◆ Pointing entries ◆
"""

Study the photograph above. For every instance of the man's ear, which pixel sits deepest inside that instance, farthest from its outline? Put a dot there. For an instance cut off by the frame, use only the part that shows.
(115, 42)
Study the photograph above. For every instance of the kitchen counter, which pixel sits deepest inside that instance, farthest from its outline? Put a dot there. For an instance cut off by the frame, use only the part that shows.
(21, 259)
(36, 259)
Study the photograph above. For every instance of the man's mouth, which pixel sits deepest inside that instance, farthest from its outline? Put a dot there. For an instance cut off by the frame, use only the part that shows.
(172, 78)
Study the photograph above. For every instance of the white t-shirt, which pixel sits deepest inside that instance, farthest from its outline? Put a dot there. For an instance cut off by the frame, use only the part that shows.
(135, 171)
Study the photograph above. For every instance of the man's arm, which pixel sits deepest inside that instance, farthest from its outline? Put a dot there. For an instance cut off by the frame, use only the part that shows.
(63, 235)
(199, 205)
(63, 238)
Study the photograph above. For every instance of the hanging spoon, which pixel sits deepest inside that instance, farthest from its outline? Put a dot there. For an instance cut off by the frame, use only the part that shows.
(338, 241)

"""

◆ AIM ◆
Extract every line of the entries above, reproducing each one verbatim and in its original order.

◆ EXERCISE RESULT ◆
Study the photograph above. For every instance of the man's ear, which pixel sits deepest inside that instance, farthest from its outline? Put a dot there. For an instance cut off by the frame, use only the part that shows.
(115, 42)
Study the photograph above. For every instance of the kitchen counter, which pixel sits deepest inside that instance, farthest from its outline? Put a dot there. For an instance cut off by the frame, use only the part that shows.
(21, 259)
(36, 259)
Study the photograph above. For every instance of the man's mouth, which pixel sits deepest inside that instance, farthest from its outline? Put a dot there. For an instance cut off by the frame, use only the part that shows.
(172, 78)
Study the photograph above. For every instance of the white t-shirt, which pixel sits deepest inside that instance, farthest from its outline? Put a dot there. For an instance cut off by the frame, use only the part that shows.
(135, 171)
Study the photograph above. For every instance of the man's arm, which pixel sits deepest inside that instance, farthest from its outline? Put a dot there. For an instance cut off by the frame, use only the part that shows.
(63, 235)
(199, 205)
(63, 238)
Study the photograph above. For every instance of the hanging spoon, which pixel sits deepest inside that instance, farthest from its outline? Put a dot there. For an instance cut off by the frame, use only the part that shows.
(338, 241)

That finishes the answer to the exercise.